Instructions to follow: Each entry must be copied exactly, without omission.

Stored records:
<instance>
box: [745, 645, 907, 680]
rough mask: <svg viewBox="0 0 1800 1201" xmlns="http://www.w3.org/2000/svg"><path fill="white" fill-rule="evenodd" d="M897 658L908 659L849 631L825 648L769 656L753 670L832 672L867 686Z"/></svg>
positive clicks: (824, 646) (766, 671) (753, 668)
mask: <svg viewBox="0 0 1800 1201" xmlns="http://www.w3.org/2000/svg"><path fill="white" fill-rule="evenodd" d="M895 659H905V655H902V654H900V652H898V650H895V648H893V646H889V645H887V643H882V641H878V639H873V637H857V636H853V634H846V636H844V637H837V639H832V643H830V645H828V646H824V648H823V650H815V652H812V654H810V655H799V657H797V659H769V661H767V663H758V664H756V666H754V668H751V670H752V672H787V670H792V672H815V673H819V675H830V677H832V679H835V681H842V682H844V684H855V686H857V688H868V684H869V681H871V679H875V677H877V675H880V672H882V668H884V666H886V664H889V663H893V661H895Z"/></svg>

Solution:
<instance>
box: [745, 645, 907, 680]
rough mask: <svg viewBox="0 0 1800 1201" xmlns="http://www.w3.org/2000/svg"><path fill="white" fill-rule="evenodd" d="M897 658L908 659L849 631L825 648L769 656L753 670L832 672L867 686Z"/></svg>
positive clicks: (824, 646) (766, 671) (753, 668)
mask: <svg viewBox="0 0 1800 1201" xmlns="http://www.w3.org/2000/svg"><path fill="white" fill-rule="evenodd" d="M895 659H905V655H902V654H900V652H898V650H895V648H893V646H889V645H887V643H882V641H878V639H873V637H857V636H853V634H846V636H844V637H837V639H832V643H830V645H828V646H824V648H823V650H815V652H812V654H810V655H799V657H797V659H769V661H767V663H758V664H756V666H754V668H751V670H752V672H787V670H792V672H815V673H819V675H830V677H832V679H835V681H842V682H844V684H855V686H857V688H868V684H869V681H871V679H875V677H877V675H880V672H882V668H884V666H886V664H889V663H893V661H895Z"/></svg>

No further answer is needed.